- Work item A: Translate this sentence from the article on teething in babies into Spanish: "Dr Fadare said there is a difference between a child that is teething and that which is sick."
- Work item B: According to the article on teething in babies, what percentage of the 60 surveyed mothers in the Enugu metropolis attributed fever in their babies to teething?
- Work item C: Write the next part of the article on teething in babies, picking up after its final sentence.

- Text for analysis:
━━━━━━

Knowing the signs of teething in babies can help react correctly - Tribune Online
IT is the middle of the night and Kenny's mother is worrying why he has been crying inconsolably. Kenny usually sleeps well. Suddenly, he won't sleep or feed. He still played with his daddy before sleeping off in his crib. The father is suggesting that he is grumpy and probably sick or maybe teething. Can Kenny's sudden acting outside his normal routine or behaviour be a red flag that there is something unsettling him?
What Mrs Kemi Ayoola noticed in her 6-month-old daughter was increased drooling. She also starts to pull and poke her left ear, to the point where she has cut the inside a few times. Also, before the lower tooth breaks through, even six hours after a meal she can vomit it up.
Well, grandmas, great-aunts, neighbours and almost everyone else love to blame teething in young children for all these. In a cross-sectional survey involving 60 mothers present at a Children's clinic in the Enugu metropolis, many also attributed such a variety of symptoms in their babies as fever (71.7%), loose stools (58.3%) and vomiting (35%) to teething. It was in the journal, BMC Research Notes.
In fact, more than 90% of the mothers thought that a variety of symptoms of childhood illnesses are a result of teething even though there is little evidence to support these beliefs. As a result, teething symptoms is often overlooked.
Some of the acclaimed symptoms of teething such as drooling of saliva, gnawing and itching gum are trivial, nevertheless significant to the child and parents. But others such as fever, diarrhoea and cough may connote underlying serious medical conditions in the child.
Now, teething, Dr Folasade Fadare, a public health physician and Medical Director of General Hospital, Igbeju-Lekki, Lagos said It's a normal developmental stage and involves the process of teeth growing and then breaking through the gums.
Teeth begin to develop while a baby is in the womb, with tooth buds forming in the gums. Once developed, they break through the gums. Babies usually cut their first tooth around four to six months, and they continue until age two or three.
Dr Fadare said that teething is not synonymous with sickness, adding, "It bleeds my heart when I see a mother say I thought that it is teething. They do not bring the child to the hospital until the situation is bad. It is just like a woman saying what worries her is pregnancy and will not go to the hospital, even though she is bleeding or vomiting in a stupor."
According to her, when a child is found passing out watery stool, vomiting, not eating well or running a fever, irrespective of age, the best bet is to take such to the hospital even while continuing to breastfeed.
Dr Fadare said there is a difference between a child that is teething and that which is sick.
"If a child is teething, he may just have a mild body temperature; he may just be off food for a meal and by the second meal, he is eating and playing again. But if it is now extending to a day, the child must be taken to the hospital for care. It could be that the child is sick."

━━━━━━

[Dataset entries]
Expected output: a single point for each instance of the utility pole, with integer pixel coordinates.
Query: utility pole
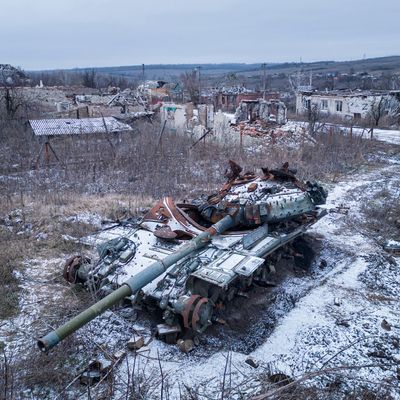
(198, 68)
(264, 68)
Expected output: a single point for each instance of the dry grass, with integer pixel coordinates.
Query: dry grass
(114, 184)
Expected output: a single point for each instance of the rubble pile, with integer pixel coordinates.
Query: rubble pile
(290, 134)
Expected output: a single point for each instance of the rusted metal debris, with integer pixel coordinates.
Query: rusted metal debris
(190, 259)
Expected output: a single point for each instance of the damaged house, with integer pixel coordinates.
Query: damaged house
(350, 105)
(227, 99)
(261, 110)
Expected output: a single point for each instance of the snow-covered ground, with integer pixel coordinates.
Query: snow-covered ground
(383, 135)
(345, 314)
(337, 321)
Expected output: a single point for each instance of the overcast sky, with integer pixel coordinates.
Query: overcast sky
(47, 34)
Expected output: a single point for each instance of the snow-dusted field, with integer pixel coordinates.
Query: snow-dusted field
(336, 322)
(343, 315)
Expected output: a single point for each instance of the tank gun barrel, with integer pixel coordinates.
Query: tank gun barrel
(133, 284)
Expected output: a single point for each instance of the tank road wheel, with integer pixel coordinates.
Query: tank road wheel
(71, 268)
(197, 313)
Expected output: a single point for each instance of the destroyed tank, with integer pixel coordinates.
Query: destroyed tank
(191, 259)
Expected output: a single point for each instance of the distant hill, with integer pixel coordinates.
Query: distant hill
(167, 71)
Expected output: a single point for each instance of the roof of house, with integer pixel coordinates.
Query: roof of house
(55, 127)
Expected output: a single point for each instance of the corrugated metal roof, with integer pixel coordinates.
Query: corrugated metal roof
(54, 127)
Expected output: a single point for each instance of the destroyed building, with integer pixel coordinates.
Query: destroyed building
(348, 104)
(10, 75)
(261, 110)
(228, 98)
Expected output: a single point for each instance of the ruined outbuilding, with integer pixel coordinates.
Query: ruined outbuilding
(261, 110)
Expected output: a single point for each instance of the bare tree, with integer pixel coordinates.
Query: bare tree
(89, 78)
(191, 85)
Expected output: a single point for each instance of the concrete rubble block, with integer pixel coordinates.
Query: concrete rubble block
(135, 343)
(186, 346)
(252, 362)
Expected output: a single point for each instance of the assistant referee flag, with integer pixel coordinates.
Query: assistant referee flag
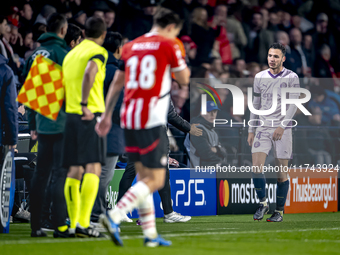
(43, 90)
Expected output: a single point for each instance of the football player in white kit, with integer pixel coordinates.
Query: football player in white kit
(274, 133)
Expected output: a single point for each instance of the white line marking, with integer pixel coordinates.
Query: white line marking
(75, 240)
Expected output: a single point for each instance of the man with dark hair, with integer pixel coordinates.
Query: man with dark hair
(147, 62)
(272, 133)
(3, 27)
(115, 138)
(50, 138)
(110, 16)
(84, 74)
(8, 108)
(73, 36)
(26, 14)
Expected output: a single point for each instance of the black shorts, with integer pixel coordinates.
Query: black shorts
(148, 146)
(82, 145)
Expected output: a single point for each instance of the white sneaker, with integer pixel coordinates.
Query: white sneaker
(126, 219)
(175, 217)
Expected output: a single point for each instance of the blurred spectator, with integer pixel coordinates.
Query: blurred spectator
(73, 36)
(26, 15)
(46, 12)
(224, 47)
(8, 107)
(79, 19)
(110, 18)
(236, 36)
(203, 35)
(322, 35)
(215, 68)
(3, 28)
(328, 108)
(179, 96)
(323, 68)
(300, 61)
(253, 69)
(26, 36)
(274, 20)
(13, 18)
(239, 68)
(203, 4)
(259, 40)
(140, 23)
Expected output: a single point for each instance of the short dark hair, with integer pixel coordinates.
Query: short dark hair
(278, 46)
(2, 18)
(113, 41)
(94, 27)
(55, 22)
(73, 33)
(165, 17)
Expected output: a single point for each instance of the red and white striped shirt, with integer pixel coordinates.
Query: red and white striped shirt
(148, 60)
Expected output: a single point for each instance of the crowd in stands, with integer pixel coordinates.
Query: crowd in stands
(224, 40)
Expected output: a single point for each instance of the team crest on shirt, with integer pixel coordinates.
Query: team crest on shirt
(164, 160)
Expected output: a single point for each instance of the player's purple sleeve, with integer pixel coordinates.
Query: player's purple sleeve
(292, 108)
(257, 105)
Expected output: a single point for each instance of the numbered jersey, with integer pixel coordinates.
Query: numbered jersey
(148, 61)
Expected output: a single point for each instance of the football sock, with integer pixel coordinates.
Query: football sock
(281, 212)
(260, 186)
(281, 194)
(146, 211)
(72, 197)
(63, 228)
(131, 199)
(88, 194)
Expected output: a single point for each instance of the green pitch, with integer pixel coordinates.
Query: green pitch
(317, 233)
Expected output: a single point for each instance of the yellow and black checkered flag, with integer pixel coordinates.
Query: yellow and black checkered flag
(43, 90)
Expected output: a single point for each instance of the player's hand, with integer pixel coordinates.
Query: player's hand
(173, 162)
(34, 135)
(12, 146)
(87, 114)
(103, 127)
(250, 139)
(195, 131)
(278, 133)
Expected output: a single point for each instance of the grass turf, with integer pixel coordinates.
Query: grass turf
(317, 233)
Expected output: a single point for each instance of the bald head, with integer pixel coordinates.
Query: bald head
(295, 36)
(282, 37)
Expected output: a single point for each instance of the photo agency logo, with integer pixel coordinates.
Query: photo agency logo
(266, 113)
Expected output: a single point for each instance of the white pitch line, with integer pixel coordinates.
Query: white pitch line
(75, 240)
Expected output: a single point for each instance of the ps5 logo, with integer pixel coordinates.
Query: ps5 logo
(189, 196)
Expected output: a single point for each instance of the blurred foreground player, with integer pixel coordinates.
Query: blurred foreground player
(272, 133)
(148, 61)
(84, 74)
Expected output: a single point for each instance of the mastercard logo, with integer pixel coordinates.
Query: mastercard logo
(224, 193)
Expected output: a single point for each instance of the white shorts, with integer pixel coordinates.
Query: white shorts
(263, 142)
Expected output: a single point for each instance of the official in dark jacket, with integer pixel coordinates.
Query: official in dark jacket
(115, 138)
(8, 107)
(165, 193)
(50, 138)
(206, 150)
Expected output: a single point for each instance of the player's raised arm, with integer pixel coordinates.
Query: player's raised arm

━━━━━━

- Answer area A: La Dra. Fadare dijo que hay una diferencia entre un niño que está echando los dientes y uno que está enfermo.

- Answer area B: 71.7% of them attributed fever to teething.

- Answer area C:
While teething is a process that all children go through, Dr Taiwo Soyinka, a family physician at the University College Hospital (UCH), Ibadan, said some children when teething do not experience any symptoms contrary to opinion of many mothers.
However, she said that the toll of teething also tends to be much on babies with reduced immunity because they are more susceptible to infections.
"The child may be harbouring the malaria parasite and then the mother is thinking of teething and giving teething powder and paracetamol. Meanwhile, the parasite continues to multiply in the body, leading to the child to convulse or develop cerebral malaria, a severe form of the disease.
"So, whatever the symptom the child may have, mothers should not assume that it is due to teething. They should seek medical advice, even for a slightly raised body temperature."
Howbeit, in another prospective study, increased biting, drooling, gum-rubbing, sucking, irritability, wakefulness, ear-rubbing, facial rash, decreased appetite for solid foods, and mild temperature elevation researchers said were all statistically associated with teething.
But congestion, sleep disturbance, stool looseness, increased stool number, decreased appetite for liquids, cough, rashes other than facial rashes, fever over 39°C, and vomiting were not significantly associated with tooth emergence. All these are all symptoms of many illnesses.
Dr Kemi Tongo, a consultant paediatrician at the UCH, Ibadan, said teething does not cause colds, diarrhoea, or high fever, but it can make a baby uncomfortable.
According to her, babies only become sick around the same time of teeth eruption because the period coincides with the time many children tend to catch disease-causing germs from things they pick from the floor and put in their mouth and when they lose the immunity they received from their mothers.
And as such, they tend to fall sick more often when care is not taken to protect them from being infected and ensured to be well breastfed.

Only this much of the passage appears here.